• SOURCE:
Looking for a heartwarming yet heartbreaking story? A story with a rollercoaster of emotions? A book that walks the line between reality and magic? Try Meg Shaffer’s debut novel, “The Wishing Game.”

Lucy Hart’s first connection was with Jack Masterson’s Clock Island Books. This series was filled with magical adventures two siblings shared on the magical Clock Island, she desperately wished she could visit. These books are described in a way that makes the reader wish they were real. Growing up, Lucy doesn’t have the best home life and she finds solace in these stories. It’s incredibly sad to see her backstory. Despite the solace provided by these books, stories don’t change reality. 

She grows up and becomes a kindergarten teacher, where she meets her favorite person in the world. An adorable little boy in foster care named Christopher is looking for a permanent, loving home. Lucy can provide the love, but not the stability. She faces one issue: money. The reader cannot help but sympathize with her situation. The kindness and empathy she holds has so much appeal. She needs a miracle to earn enough money to adopt Christopher.

• EXTRACTED INFORMATION:
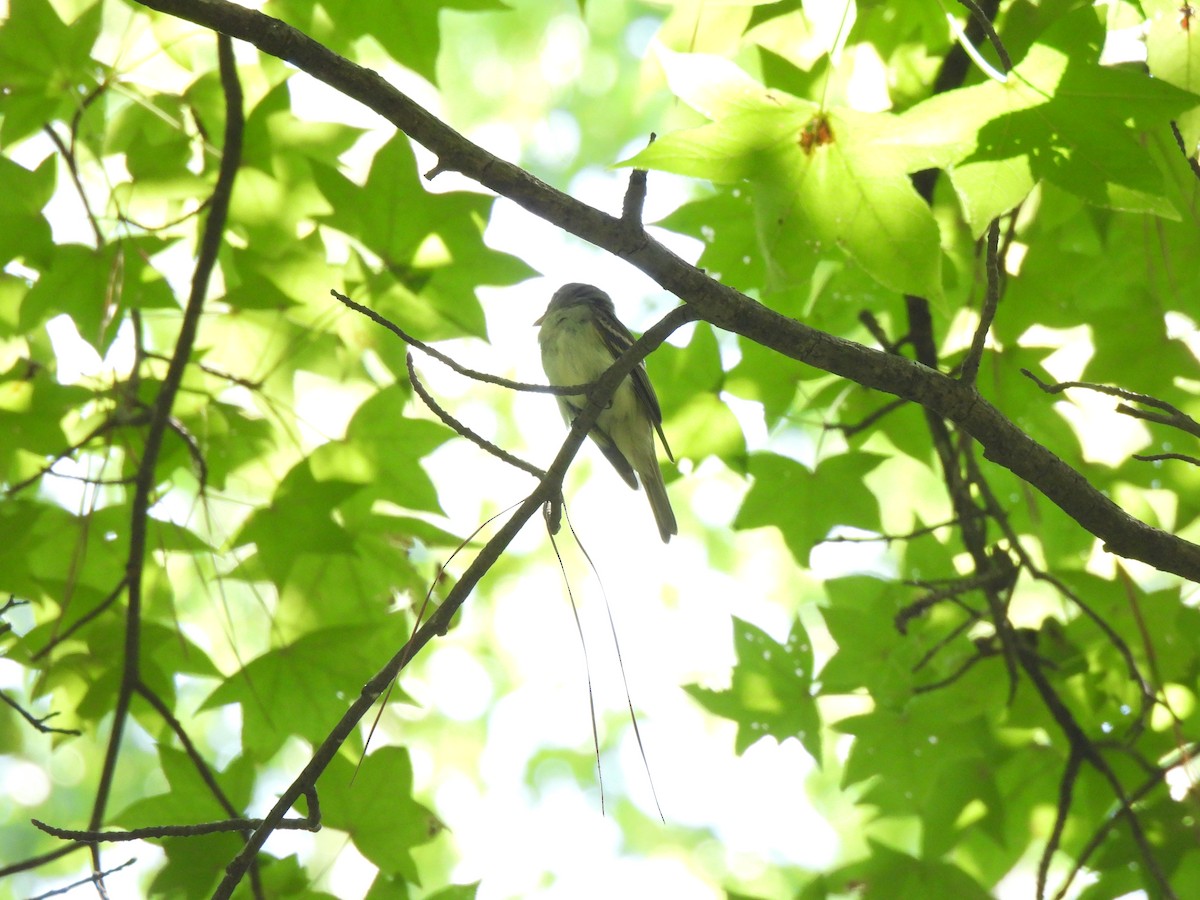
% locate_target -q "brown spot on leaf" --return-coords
[799,113,834,156]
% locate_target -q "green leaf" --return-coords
[884,8,1198,236]
[318,746,444,882]
[200,624,408,760]
[0,0,103,145]
[625,54,942,296]
[313,136,534,340]
[685,618,821,764]
[733,454,883,565]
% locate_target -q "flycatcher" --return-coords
[533,284,679,542]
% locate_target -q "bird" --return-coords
[534,283,679,544]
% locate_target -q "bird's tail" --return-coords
[637,460,679,544]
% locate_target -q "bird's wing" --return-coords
[592,316,674,465]
[558,397,637,491]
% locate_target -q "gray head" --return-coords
[546,282,617,318]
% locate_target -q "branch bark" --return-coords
[139,0,1200,582]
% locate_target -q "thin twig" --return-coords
[404,353,546,479]
[329,290,592,395]
[959,222,1000,385]
[212,306,696,900]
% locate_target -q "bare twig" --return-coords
[0,691,83,734]
[620,133,658,228]
[959,222,1000,385]
[212,306,696,900]
[404,353,546,479]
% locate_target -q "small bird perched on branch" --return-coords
[533,284,679,542]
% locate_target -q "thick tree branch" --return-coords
[129,0,1200,592]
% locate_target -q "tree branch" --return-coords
[124,0,1200,582]
[212,306,696,900]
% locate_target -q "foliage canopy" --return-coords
[0,0,1200,900]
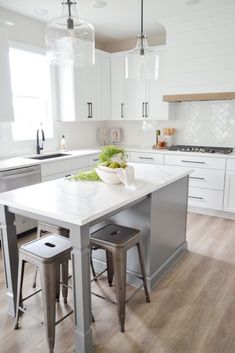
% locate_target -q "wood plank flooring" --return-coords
[0,214,235,353]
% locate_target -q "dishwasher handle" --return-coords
[0,169,40,180]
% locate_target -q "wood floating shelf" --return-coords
[163,92,235,102]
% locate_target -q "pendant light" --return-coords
[46,0,95,67]
[126,0,158,80]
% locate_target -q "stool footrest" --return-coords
[55,310,73,325]
[21,288,42,303]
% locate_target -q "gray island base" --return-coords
[0,164,190,353]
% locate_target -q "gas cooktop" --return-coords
[169,145,233,154]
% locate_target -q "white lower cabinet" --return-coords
[224,159,235,212]
[188,187,223,211]
[131,152,164,164]
[165,154,226,211]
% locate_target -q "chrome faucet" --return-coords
[36,128,45,154]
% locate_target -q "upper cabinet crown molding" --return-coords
[163,92,235,102]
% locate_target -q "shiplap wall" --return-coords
[164,5,235,94]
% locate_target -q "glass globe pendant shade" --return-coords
[126,35,159,80]
[46,0,95,67]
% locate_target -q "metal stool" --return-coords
[33,222,97,288]
[90,224,150,332]
[15,234,73,353]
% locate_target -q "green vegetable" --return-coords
[69,169,101,181]
[99,145,126,167]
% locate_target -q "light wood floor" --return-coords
[0,214,235,353]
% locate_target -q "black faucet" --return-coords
[36,128,45,154]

• WRITTEN PROBLEM:
Answer these questions from the book review.
(a) What is the title of the debut novel that the review recommends?
(b) What job does Lucy Hart hold as an adult?
(c) What one issue stands in the way of Lucy adopting Christopher?
The records are separate material and have no connection to the book review.

• OUTPUT BELOW:
(a) The novel is "The Wishing Game."
(b) She is a kindergarten teacher.
(c) The issue is money.